### [EXERCISE BRIEF]
Copy all of the items below with "photograph" replaced by "image" throughout and nothing else changed, and leave the pictures out.

### [INPUT RECORDS]
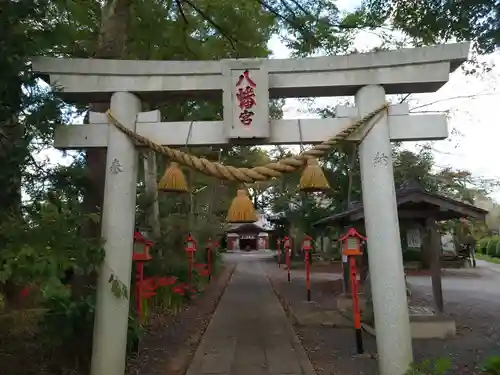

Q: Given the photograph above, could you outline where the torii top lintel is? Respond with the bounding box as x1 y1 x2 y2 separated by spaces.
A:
32 43 470 103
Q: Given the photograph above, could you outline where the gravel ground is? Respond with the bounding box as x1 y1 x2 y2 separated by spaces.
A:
126 264 235 375
266 263 500 375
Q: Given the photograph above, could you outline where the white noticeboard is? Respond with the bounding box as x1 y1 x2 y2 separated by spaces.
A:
406 228 422 249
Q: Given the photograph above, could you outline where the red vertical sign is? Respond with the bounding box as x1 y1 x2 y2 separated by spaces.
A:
236 70 257 126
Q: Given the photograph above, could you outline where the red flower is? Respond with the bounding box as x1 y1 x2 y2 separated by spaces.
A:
172 285 185 296
156 276 177 286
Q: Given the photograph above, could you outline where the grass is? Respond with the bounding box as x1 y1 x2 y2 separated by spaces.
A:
476 253 500 264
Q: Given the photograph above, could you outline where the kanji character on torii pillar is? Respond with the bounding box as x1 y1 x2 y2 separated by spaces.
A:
33 43 469 375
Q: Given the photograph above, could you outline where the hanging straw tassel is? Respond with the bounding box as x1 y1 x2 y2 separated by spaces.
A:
158 162 188 193
299 158 330 192
227 189 257 223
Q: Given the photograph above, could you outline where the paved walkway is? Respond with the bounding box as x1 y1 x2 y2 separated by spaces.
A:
187 258 315 375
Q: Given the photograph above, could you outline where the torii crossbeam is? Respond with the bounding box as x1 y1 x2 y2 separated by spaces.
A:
33 43 469 375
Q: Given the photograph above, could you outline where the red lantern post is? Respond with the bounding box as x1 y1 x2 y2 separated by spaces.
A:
132 232 153 321
276 237 281 268
340 228 366 354
302 236 312 301
205 237 215 281
185 234 196 287
283 236 292 282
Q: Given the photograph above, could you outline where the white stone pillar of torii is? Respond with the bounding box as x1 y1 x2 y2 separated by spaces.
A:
33 43 469 375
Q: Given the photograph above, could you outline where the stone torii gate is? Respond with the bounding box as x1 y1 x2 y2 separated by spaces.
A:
33 43 469 375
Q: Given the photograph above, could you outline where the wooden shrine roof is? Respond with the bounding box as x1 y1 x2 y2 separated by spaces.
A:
226 223 269 233
313 184 488 227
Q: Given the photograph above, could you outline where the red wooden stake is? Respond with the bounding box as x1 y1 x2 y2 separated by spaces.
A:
276 238 281 268
188 251 193 287
304 250 311 301
349 255 364 354
135 262 144 322
207 247 212 281
285 249 290 282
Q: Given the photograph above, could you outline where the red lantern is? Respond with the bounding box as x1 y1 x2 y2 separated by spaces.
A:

### [RESULT OF THIS TASK]
Q: Given the image above, could you outline where the torii top lintel is? Respond with the bounding box as x1 y1 x2 y2 separated by spaces.
A:
32 43 470 103
Q: Given the image above, could you outline where the gravel ground is? Respond with the bounding box as x1 y1 x2 y2 separated by spaces.
A:
126 264 235 375
266 263 500 375
Q: Given the image above, could you outline where the white noticeboard is? Respond with the bounding box as x1 y1 x2 y2 separated by spaces.
A:
406 228 422 249
Q: Given the image above, could you outline where the red vertical sign is? Respond with the bounding box as x1 y1 x2 y2 separated by spaces.
A:
236 70 257 126
Q: Given the image above, could you outline where the red flower is? Respond with the bounding box as x1 y1 x2 y2 separated by spaces.
A:
172 285 185 296
156 276 177 286
Q: Given the image above, could you outline where the grass is? Respond with the bounding box as x1 y1 x2 y2 separated by spaces.
A:
476 253 500 264
Q: Given the image above, could you outline where the kanji character on torii pillar is? Respond with the bounding box as x1 y1 x2 y2 separated by spaces.
A:
33 43 469 375
Q: Given the image above, could you outline where the hanging straw tassel is? Respond with the bounding box as x1 y1 x2 y2 separated by spaces.
A:
158 162 188 193
299 158 330 192
227 189 257 223
Q: Given the image above, could you outline where the paved walkway is? Respond with the bounding box as x1 y1 x2 y2 separated by spaces.
A:
187 258 315 375
Q: Given the image above, could you outline where the torii crossbeam is? Respond with the bounding box as x1 y1 x2 y2 separated by spaces.
A:
33 43 469 375
Q: Given the image above, could you outline where the red lantern post is? Respond with the bounding box as x1 y1 x2 y2 separated by spaces.
A:
132 232 153 321
276 237 281 268
340 228 366 354
302 236 312 301
205 237 215 281
185 234 196 287
283 236 292 282
Q: Given the image above, could you outline where the white stone pillar of torii is? Respond with the bounding box as x1 y1 x2 y2 separated by spaces.
A:
33 43 469 375
Q: Given the image above, could you outline where the stone torii gate is? Respond with the bounding box as x1 y1 x2 y2 separated by spaces.
A:
33 43 469 375
Q: Given the image above, could you outline where the wooden shrine roof is? Respond with the bounding box as x1 y1 x2 y2 separated by spaces.
A:
226 223 269 233
313 184 488 227
Q: Given the image above, could you outline where the red wooden stake is? Respond with the bounding box as x1 y1 x2 y2 separated by spaces.
A:
276 238 281 268
188 251 193 287
304 250 311 301
349 255 364 354
135 262 144 322
207 247 212 281
285 249 290 282
Q: Given the image above, could you outline where the red lantern is? Respond with the bounding box as x1 y1 x2 y2 separated by spaces.
A:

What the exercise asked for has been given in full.